§ AIM OF THE TASK: Repeat the records exactly. Leave out the pictures.

§ RAW DATA:
====================

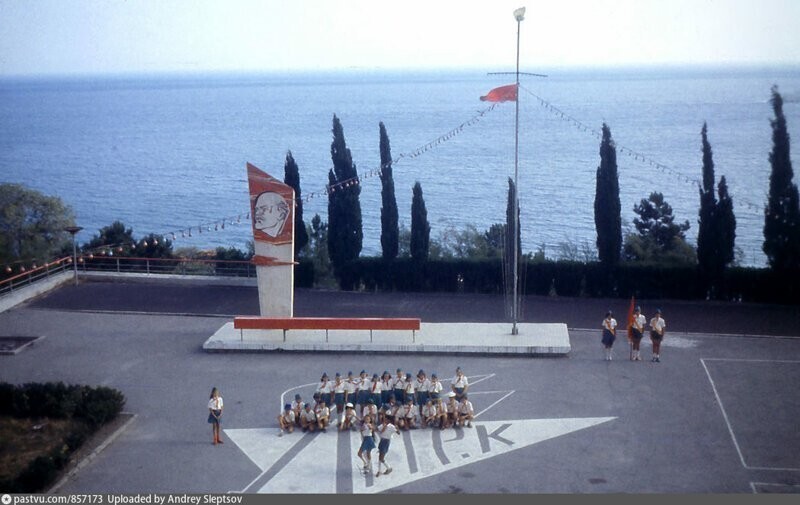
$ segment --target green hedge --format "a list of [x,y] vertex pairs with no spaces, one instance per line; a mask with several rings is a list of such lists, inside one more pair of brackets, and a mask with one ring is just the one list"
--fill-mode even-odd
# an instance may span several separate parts
[[[401,292],[503,293],[499,260],[385,261],[360,258],[340,272],[342,289]],[[800,272],[729,268],[713,289],[695,266],[623,264],[609,272],[599,263],[523,262],[525,294],[698,300],[712,297],[763,303],[800,303]],[[312,275],[313,279],[313,268]]]
[[63,382],[0,383],[0,415],[81,421],[73,423],[74,429],[63,444],[33,460],[15,479],[0,481],[0,491],[41,492],[66,466],[70,455],[100,426],[114,420],[124,406],[124,395],[107,387],[66,385]]

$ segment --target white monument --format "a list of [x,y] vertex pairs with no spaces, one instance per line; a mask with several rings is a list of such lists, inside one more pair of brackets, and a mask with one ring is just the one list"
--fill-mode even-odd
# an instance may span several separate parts
[[250,163],[247,181],[261,316],[292,317],[294,189]]

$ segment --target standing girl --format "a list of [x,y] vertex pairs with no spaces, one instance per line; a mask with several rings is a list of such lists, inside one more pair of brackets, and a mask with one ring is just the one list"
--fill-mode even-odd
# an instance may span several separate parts
[[378,374],[372,374],[372,390],[370,392],[370,398],[372,398],[373,403],[378,405],[381,402],[381,397],[383,394],[383,381]]
[[392,471],[392,467],[386,462],[386,453],[389,452],[389,443],[392,441],[392,435],[396,433],[397,427],[384,416],[381,425],[378,427],[378,435],[381,440],[378,442],[378,471],[375,473],[375,477],[381,474],[381,465],[386,466],[386,470],[383,472],[384,475]]
[[222,395],[217,388],[211,388],[211,396],[208,400],[208,422],[211,424],[212,434],[214,435],[214,445],[221,444],[219,437],[219,425],[222,422]]
[[403,369],[397,369],[397,375],[392,381],[392,390],[394,391],[394,401],[402,404],[406,393],[406,381],[404,379]]
[[439,378],[436,376],[435,373],[431,374],[431,383],[428,385],[428,394],[430,395],[431,399],[436,400],[439,399],[442,393],[442,383],[439,382]]
[[606,361],[611,361],[611,347],[614,345],[614,340],[617,338],[617,320],[609,310],[606,312],[606,318],[603,319],[603,346],[606,350]]
[[664,340],[666,321],[661,317],[661,309],[656,310],[656,315],[650,320],[650,340],[653,342],[653,363],[661,363],[661,341]]
[[333,392],[333,384],[328,380],[328,373],[322,374],[319,378],[319,386],[317,386],[317,393],[319,393],[319,401],[325,402],[325,405],[332,405],[331,393]]
[[375,449],[375,439],[372,434],[375,426],[372,416],[367,414],[361,421],[361,446],[358,448],[358,458],[364,463],[364,473],[372,473],[372,450]]
[[428,403],[428,398],[430,398],[430,387],[431,382],[425,375],[425,371],[420,370],[417,372],[417,382],[414,384],[414,389],[417,393],[417,401],[415,403],[419,406],[419,408],[422,408],[423,405]]
[[367,377],[366,370],[361,370],[359,378],[356,379],[356,381],[358,385],[358,393],[356,393],[356,412],[360,413],[366,408],[367,400],[372,394],[372,382],[369,380],[369,377]]
[[414,393],[415,385],[414,385],[414,378],[411,377],[410,373],[406,374],[405,383],[406,385],[405,385],[405,390],[403,391],[403,403],[408,402],[408,400],[411,400],[413,402],[414,400],[416,400],[416,396]]
[[353,372],[347,372],[347,380],[344,382],[345,403],[352,403],[353,405],[358,403],[358,399],[356,398],[357,390],[358,384],[356,383],[356,379],[353,377]]
[[394,391],[392,391],[392,374],[384,370],[383,375],[381,375],[381,406],[389,403],[389,398],[392,395],[394,395]]
[[333,380],[333,403],[336,405],[336,415],[339,416],[339,421],[336,423],[338,425],[344,422],[345,384],[342,380],[342,374],[336,372],[336,377]]

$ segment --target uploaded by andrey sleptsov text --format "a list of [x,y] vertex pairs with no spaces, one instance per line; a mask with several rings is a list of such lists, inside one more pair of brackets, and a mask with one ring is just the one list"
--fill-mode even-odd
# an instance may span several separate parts
[[228,494],[4,494],[2,505],[240,505],[241,495]]

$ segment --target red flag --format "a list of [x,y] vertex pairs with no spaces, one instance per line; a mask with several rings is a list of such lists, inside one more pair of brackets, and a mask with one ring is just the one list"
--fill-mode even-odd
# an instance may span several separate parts
[[517,85],[508,84],[494,88],[489,93],[481,97],[483,102],[516,102],[517,101]]
[[631,297],[631,306],[628,308],[628,340],[633,339],[633,309],[636,305],[634,297]]

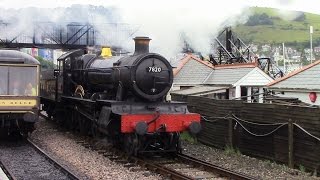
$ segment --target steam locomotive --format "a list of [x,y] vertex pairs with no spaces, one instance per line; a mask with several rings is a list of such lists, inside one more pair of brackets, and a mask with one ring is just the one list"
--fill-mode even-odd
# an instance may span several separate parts
[[149,53],[148,37],[135,52],[103,57],[74,50],[58,69],[42,73],[43,110],[84,134],[105,136],[131,155],[181,151],[180,133],[199,133],[200,115],[181,102],[166,102],[173,82],[169,62]]
[[39,111],[40,63],[15,50],[0,50],[0,136],[34,130]]

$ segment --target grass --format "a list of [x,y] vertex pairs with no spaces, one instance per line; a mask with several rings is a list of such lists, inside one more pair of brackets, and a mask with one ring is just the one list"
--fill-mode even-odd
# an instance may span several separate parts
[[194,136],[191,136],[191,134],[188,133],[188,132],[183,132],[183,133],[181,133],[181,134],[180,134],[180,138],[181,138],[181,140],[190,142],[190,143],[192,143],[192,144],[196,144],[196,143],[197,143],[197,138],[194,137]]
[[224,148],[224,153],[227,155],[237,155],[237,156],[241,155],[241,152],[238,148],[233,148],[229,145],[226,145],[226,147]]
[[299,165],[299,170],[301,171],[301,172],[306,172],[306,168],[303,166],[303,165]]
[[[313,39],[320,39],[320,15],[305,13],[304,21],[292,21],[283,17],[284,11],[273,8],[250,8],[253,14],[266,13],[273,19],[273,25],[238,25],[234,31],[245,41],[254,43],[308,42],[309,27],[313,26]],[[287,11],[286,14],[294,14]]]

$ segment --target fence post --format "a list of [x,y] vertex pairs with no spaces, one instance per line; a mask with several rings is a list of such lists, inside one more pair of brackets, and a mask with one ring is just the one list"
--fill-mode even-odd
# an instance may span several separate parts
[[233,148],[233,123],[231,118],[229,118],[228,121],[229,121],[228,140],[229,140],[230,147]]
[[292,119],[289,119],[288,121],[288,166],[290,168],[294,167],[293,162],[293,123]]

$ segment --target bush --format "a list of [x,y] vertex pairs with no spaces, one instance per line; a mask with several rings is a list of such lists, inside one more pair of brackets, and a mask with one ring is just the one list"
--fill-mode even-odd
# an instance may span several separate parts
[[233,148],[229,145],[227,145],[225,148],[224,148],[224,153],[227,154],[227,155],[237,155],[237,156],[240,156],[241,155],[241,152],[238,148]]
[[256,26],[256,25],[273,25],[272,19],[266,14],[255,14],[249,17],[247,26]]
[[55,68],[55,65],[53,64],[53,62],[47,61],[40,56],[36,56],[35,58],[40,62],[41,69],[54,69]]
[[294,21],[299,21],[299,22],[302,22],[302,21],[305,21],[306,20],[306,15],[304,13],[301,13],[299,14],[299,16],[297,16]]

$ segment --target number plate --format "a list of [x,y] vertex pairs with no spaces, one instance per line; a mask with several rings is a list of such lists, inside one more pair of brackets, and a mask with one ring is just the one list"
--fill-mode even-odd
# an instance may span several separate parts
[[150,72],[150,73],[159,73],[161,71],[162,71],[162,68],[157,66],[150,66],[147,68],[147,72]]

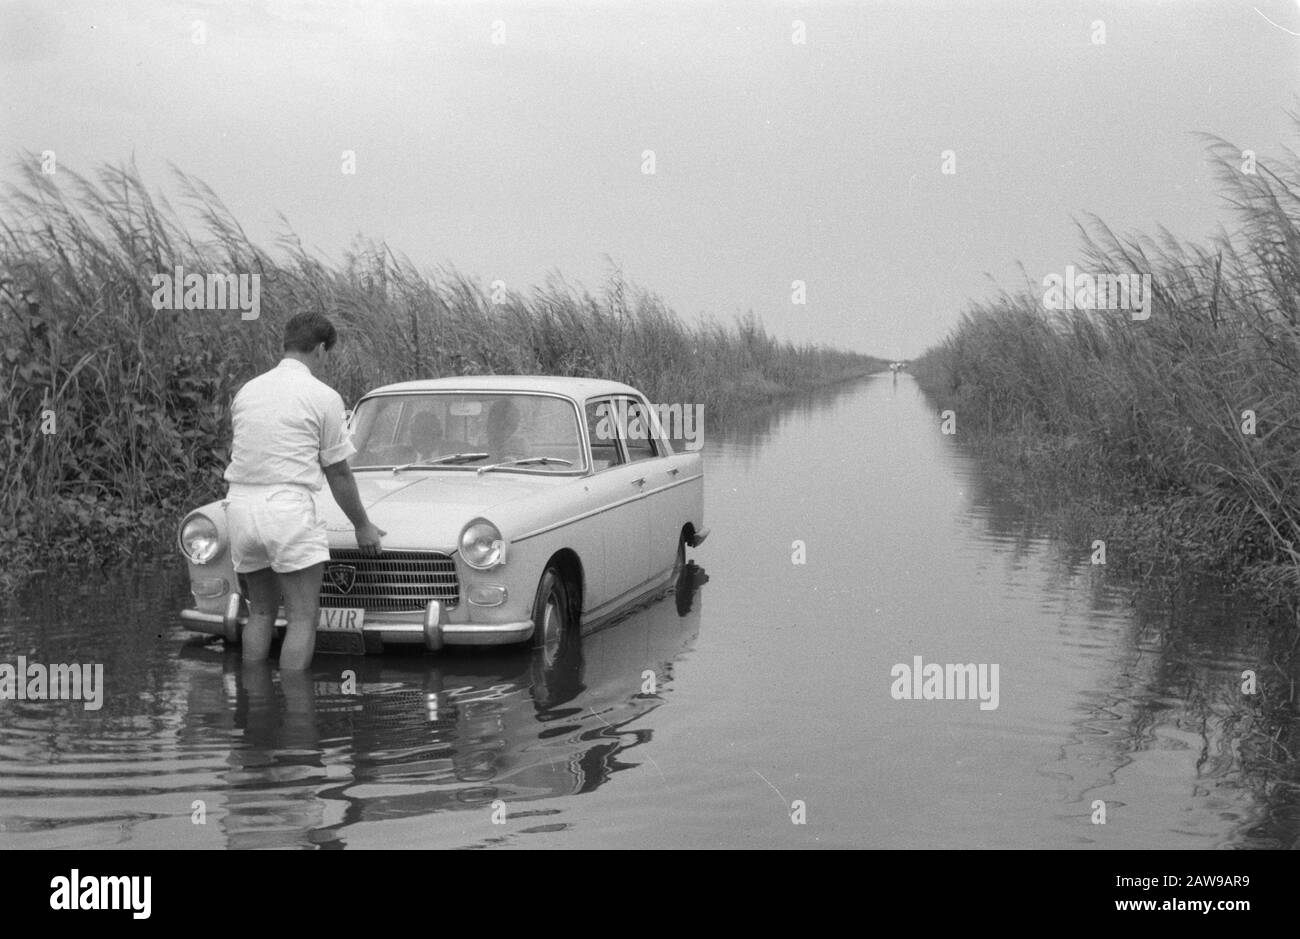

====================

§ ANSWER TO THIS PROBLEM:
$ segment --target green hedge --format "a list of [x,y] vertex pairs with no spaces, one instance per line; a mask with several rings is a list of such lists, inside one more pair of brackets, and a mask with one ring is just the one list"
--fill-mode even-odd
# an instance may span several separate parts
[[[401,292],[503,293],[499,260],[385,261],[360,258],[340,272],[342,289]],[[800,272],[729,268],[713,289],[695,266],[623,264],[609,272],[599,263],[523,262],[525,294],[698,300],[712,297],[763,303],[800,303]],[[312,275],[313,279],[313,268]]]
[[63,382],[0,383],[0,415],[81,421],[73,423],[74,429],[63,444],[33,460],[15,479],[0,481],[0,491],[41,492],[66,466],[70,455],[100,426],[114,420],[124,406],[124,395],[107,387],[66,385]]

$ segment --target white monument --format "a list of [x,y] vertex pairs with no spaces, one instance per line; a mask with several rings is a list of such lists, inside one more pair of brackets, and a mask with one ring is just the one list"
--fill-mode even-odd
# an instance may span several separate parts
[[250,163],[247,181],[261,316],[292,317],[294,189]]

$ segment --target standing girl --format "a list of [x,y] vertex pairs with no spaces, one instance per line; a mask with several rings is a list of such lists, inside one more pair of brackets, and a mask with one ring is just the one list"
--fill-mode even-odd
# an instance may span several separate parts
[[378,374],[372,374],[372,390],[370,392],[370,398],[372,398],[373,403],[378,405],[381,402],[381,397],[383,394],[383,381]]
[[392,471],[392,467],[386,462],[386,453],[389,452],[389,443],[392,441],[392,435],[396,433],[397,427],[384,416],[381,425],[378,427],[378,435],[381,440],[378,442],[378,471],[375,473],[375,477],[381,474],[381,465],[386,466],[386,470],[383,472],[384,475]]
[[222,395],[217,388],[211,388],[211,396],[208,400],[208,422],[211,424],[212,434],[214,435],[214,445],[221,444],[219,437],[219,425],[222,422]]
[[403,369],[397,369],[397,375],[392,381],[392,390],[394,391],[394,401],[402,404],[406,393],[406,381],[404,379]]
[[439,378],[436,376],[435,373],[431,374],[431,383],[428,385],[428,394],[430,395],[431,399],[436,400],[439,399],[442,393],[442,383],[439,382]]
[[606,361],[611,361],[611,347],[614,345],[614,340],[617,338],[617,320],[609,310],[606,312],[606,318],[603,319],[603,346],[606,350]]
[[664,340],[666,321],[661,317],[661,309],[656,310],[656,315],[650,320],[650,340],[653,342],[653,363],[661,363],[661,341]]
[[333,392],[333,384],[328,380],[328,373],[322,374],[319,378],[319,386],[317,386],[317,393],[319,393],[319,401],[325,402],[325,405],[332,405],[331,393]]
[[375,449],[375,439],[372,434],[375,426],[372,416],[367,414],[361,421],[361,446],[358,448],[358,458],[364,463],[364,473],[372,473],[372,450]]
[[428,403],[428,398],[430,398],[430,387],[431,382],[425,375],[425,371],[420,370],[417,372],[417,382],[414,384],[414,389],[417,393],[417,401],[415,403],[419,406],[419,408],[422,408],[423,405]]
[[367,377],[366,370],[361,370],[359,378],[356,379],[356,381],[358,385],[358,393],[356,393],[356,412],[360,413],[366,408],[367,400],[372,394],[372,382],[369,380],[369,377]]
[[414,393],[415,385],[414,385],[414,378],[411,377],[410,373],[406,374],[405,383],[406,385],[405,385],[405,390],[403,391],[403,403],[408,402],[408,400],[411,400],[413,402],[414,400],[416,400],[416,396]]
[[353,372],[347,372],[347,380],[344,382],[345,403],[352,403],[353,405],[358,403],[358,399],[356,398],[357,390],[358,384],[356,383],[356,379],[353,377]]
[[394,391],[392,391],[392,374],[384,370],[383,375],[381,375],[381,406],[389,403],[389,398],[392,395],[394,395]]
[[333,380],[333,403],[336,405],[336,415],[339,416],[339,421],[336,423],[338,425],[344,422],[345,384],[342,380],[342,374],[336,372],[336,377]]

$ segment --target uploaded by andrey sleptsov text --format "a list of [x,y] vertex pairs with no spaces, one instance per line; a mask with several rings is a list of such lists, inside one more pair of brackets, and a mask with one ring is just the one list"
--fill-mode even-odd
# an instance may span several separate parts
[[228,494],[4,494],[2,505],[240,505],[241,495]]

$ segment --target red flag --format "a list of [x,y] vertex pairs with no spaces, one instance per line; a mask with several rings is a list of such lists, inside one more pair of brackets, and a mask with one ring is just the one list"
--fill-mode even-odd
# an instance may span several separate parts
[[517,85],[508,84],[494,88],[489,93],[481,97],[483,102],[516,102],[517,101]]
[[631,297],[631,306],[628,308],[628,340],[633,339],[633,309],[636,305],[634,297]]

$ segment --target steam locomotive --format "a list of [x,y] vertex pairs with no spaces, one instance per line; a mask with several rings is a list of such lists, inside one more pair of brackets, and a mask with one ring is just the one list"
--fill-mode even-odd
# an instance may span several separate parts
[[149,53],[148,37],[135,52],[103,57],[74,50],[58,69],[42,73],[43,110],[84,134],[105,136],[131,155],[181,151],[180,133],[199,133],[200,115],[181,102],[166,102],[173,82],[169,62]]
[[39,111],[40,63],[15,50],[0,50],[0,136],[34,130]]

$ segment --target grass --format "a list of [x,y] vertex pairs with no spaces, one instance per line; a mask with several rings is a list of such lists, inside one more pair of brackets, and a mask with one ring is just the one list"
--fill-mode even-odd
# an instance may span several separate parts
[[194,136],[191,136],[191,134],[188,133],[188,132],[183,132],[183,133],[181,133],[181,134],[180,134],[180,138],[181,138],[181,140],[190,142],[190,143],[192,143],[192,144],[196,144],[196,143],[197,143],[197,138],[194,137]]
[[224,148],[224,153],[227,155],[237,155],[237,156],[241,155],[241,152],[238,148],[233,148],[229,145],[226,145],[226,147]]
[[299,165],[299,170],[301,171],[301,172],[306,172],[306,168],[303,166],[303,165]]
[[[313,39],[320,39],[320,15],[305,13],[304,21],[292,21],[283,17],[284,11],[273,8],[250,8],[253,14],[266,13],[273,19],[273,25],[238,25],[234,31],[245,41],[254,43],[308,42],[309,27],[313,26]],[[287,11],[286,14],[294,14]]]

$ segment --target fence post --format "a list of [x,y] vertex pairs with no spaces, one instance per line; a mask with several rings is a list of such lists, inside one more pair of brackets, and a mask with one ring is just the one list"
--fill-mode even-odd
# an instance may span several separate parts
[[233,148],[233,123],[231,118],[229,118],[228,121],[229,121],[228,140],[229,140],[230,147]]
[[292,119],[289,119],[288,121],[288,166],[290,168],[294,167],[293,162],[293,123]]

$ segment --target bush --format "a list of [x,y] vertex pairs with no spaces, one instance per line; a mask with several rings is a list of such lists, inside one more pair of brackets, and a mask with one ring is just the one list"
--fill-mode even-odd
# an instance may span several separate parts
[[233,148],[229,145],[227,145],[225,148],[224,148],[224,153],[227,154],[227,155],[237,155],[237,156],[240,156],[241,155],[241,152],[238,148]]
[[256,26],[256,25],[273,25],[272,19],[266,14],[255,14],[249,17],[247,26]]
[[55,68],[55,65],[53,64],[53,62],[47,61],[40,56],[36,56],[35,58],[40,62],[41,69],[54,69]]
[[294,21],[299,21],[299,22],[302,22],[302,21],[305,21],[306,20],[306,15],[304,13],[301,13],[299,14],[299,16],[297,16]]

$ segment --target number plate --format "a list of [x,y] vertex pairs with no spaces, one instance per line; a mask with several rings is a list of such lists, inside one more pair of brackets, and a mask with one ring is just the one list"
--fill-mode even-odd
# an instance may span several separate parts
[[150,72],[150,73],[159,73],[161,71],[162,71],[162,68],[157,66],[150,66],[147,68],[147,72]]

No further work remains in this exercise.